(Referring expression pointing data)
# # # # # # #

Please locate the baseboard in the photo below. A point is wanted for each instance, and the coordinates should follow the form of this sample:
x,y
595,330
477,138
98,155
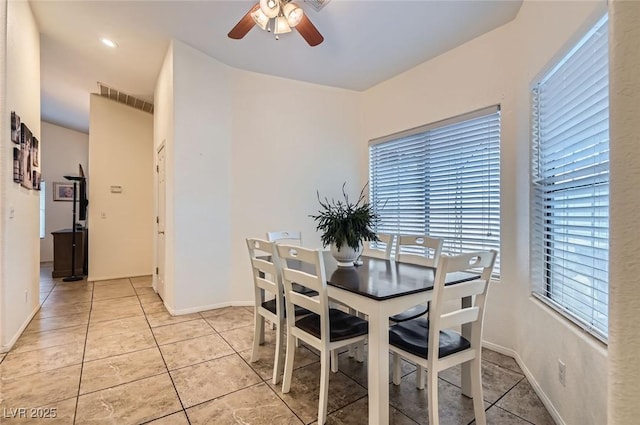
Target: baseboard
x,y
10,344
207,307
527,373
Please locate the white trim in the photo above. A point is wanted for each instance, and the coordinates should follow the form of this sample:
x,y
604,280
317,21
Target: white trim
x,y
99,278
208,307
5,348
532,381
488,110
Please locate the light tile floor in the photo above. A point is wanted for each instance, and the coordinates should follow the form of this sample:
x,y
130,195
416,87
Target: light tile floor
x,y
109,353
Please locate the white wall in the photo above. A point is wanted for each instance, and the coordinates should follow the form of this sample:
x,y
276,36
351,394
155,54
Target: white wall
x,y
163,123
239,165
20,235
289,140
62,150
198,181
624,267
120,224
498,68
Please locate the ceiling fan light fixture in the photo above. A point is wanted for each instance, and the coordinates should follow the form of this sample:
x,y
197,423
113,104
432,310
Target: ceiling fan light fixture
x,y
260,19
281,26
270,8
293,13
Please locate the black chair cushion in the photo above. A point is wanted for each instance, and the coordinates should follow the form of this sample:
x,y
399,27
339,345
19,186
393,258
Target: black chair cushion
x,y
410,314
342,325
412,336
304,290
271,306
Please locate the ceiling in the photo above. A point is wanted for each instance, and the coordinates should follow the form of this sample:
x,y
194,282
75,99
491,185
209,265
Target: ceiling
x,y
366,42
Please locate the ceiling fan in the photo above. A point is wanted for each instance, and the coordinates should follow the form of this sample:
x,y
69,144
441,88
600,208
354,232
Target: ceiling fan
x,y
278,16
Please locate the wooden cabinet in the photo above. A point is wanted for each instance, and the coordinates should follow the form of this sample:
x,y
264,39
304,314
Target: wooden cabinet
x,y
62,253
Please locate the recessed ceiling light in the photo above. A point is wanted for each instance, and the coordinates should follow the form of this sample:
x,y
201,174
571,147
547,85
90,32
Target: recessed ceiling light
x,y
108,43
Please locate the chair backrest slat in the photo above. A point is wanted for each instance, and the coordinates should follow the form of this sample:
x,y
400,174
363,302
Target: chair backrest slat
x,y
418,249
385,254
266,272
463,289
459,317
290,237
304,267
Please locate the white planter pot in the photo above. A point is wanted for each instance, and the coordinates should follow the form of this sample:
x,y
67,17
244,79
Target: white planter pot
x,y
346,256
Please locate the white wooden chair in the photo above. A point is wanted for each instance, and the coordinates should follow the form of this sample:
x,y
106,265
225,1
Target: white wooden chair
x,y
267,279
434,344
326,329
374,252
416,249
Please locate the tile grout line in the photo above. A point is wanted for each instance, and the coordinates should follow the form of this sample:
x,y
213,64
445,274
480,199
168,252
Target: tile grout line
x,y
495,403
263,381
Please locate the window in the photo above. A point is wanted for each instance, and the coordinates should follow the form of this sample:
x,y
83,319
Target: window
x,y
441,179
570,184
42,204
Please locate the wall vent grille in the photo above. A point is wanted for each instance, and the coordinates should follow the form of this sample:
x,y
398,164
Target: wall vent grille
x,y
317,4
127,99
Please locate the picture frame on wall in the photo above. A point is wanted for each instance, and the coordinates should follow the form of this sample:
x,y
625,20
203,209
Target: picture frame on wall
x,y
16,165
35,147
37,177
26,165
62,191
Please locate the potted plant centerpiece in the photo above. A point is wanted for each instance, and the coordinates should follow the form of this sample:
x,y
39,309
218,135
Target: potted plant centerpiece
x,y
345,225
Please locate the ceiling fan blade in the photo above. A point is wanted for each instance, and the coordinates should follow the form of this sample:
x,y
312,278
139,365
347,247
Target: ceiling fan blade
x,y
309,32
244,25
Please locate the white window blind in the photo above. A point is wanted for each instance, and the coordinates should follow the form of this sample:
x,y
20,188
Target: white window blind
x,y
570,184
443,180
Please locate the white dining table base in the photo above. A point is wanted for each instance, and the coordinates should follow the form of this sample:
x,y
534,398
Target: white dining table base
x,y
378,312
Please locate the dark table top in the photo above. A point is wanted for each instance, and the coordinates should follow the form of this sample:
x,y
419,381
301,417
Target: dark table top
x,y
384,279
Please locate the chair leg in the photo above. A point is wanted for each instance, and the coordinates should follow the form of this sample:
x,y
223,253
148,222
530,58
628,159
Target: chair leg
x,y
352,347
476,392
396,369
288,363
278,362
258,335
432,390
334,361
420,378
324,386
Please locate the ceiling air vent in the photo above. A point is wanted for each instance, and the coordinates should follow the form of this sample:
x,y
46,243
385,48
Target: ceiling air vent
x,y
127,99
317,4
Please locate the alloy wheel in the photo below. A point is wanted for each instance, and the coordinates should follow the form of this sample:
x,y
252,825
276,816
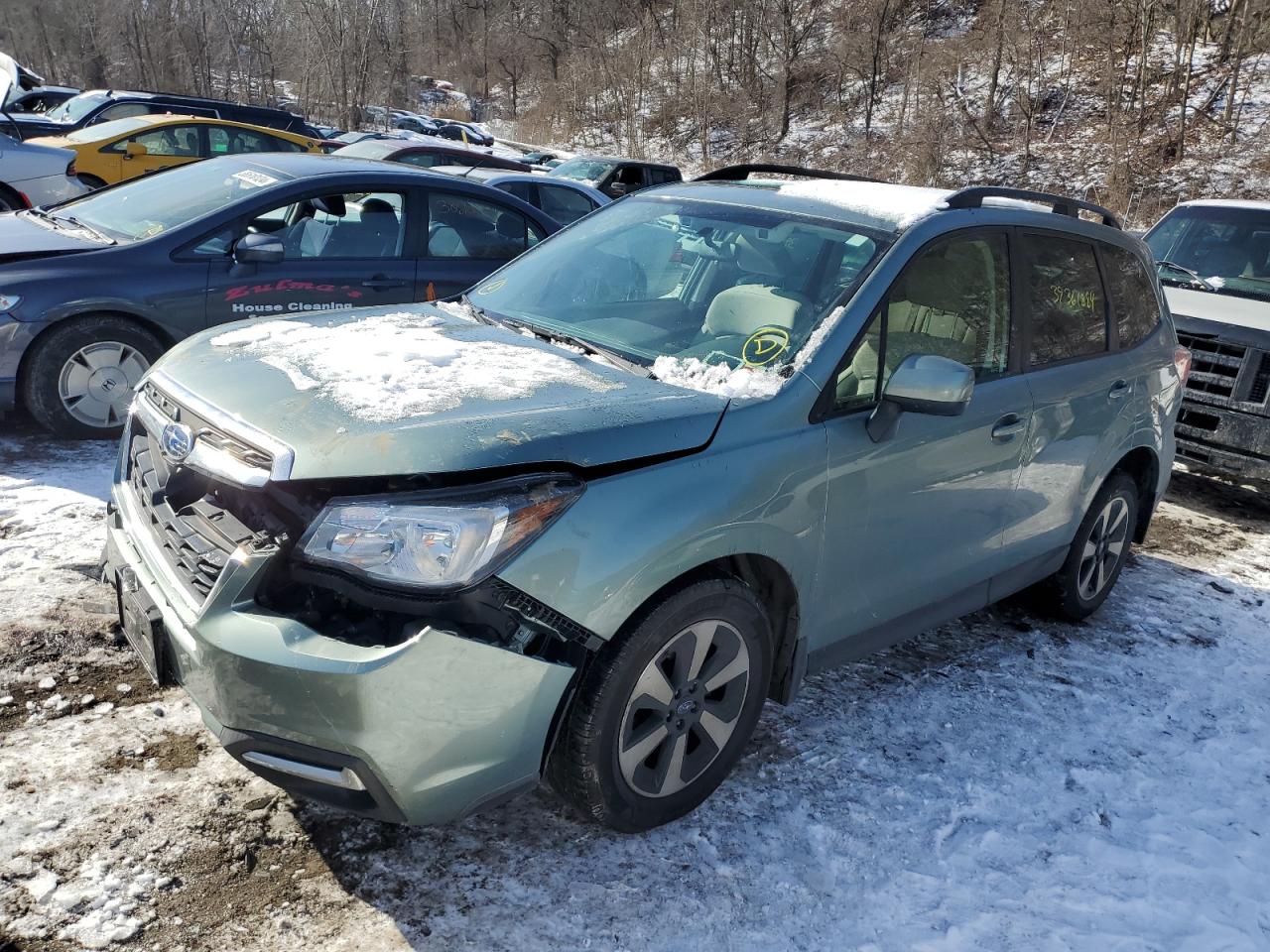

# # # # # # #

What you have to do:
Among the lines above, count those containing the word "below" and write only the number.

Answer:
2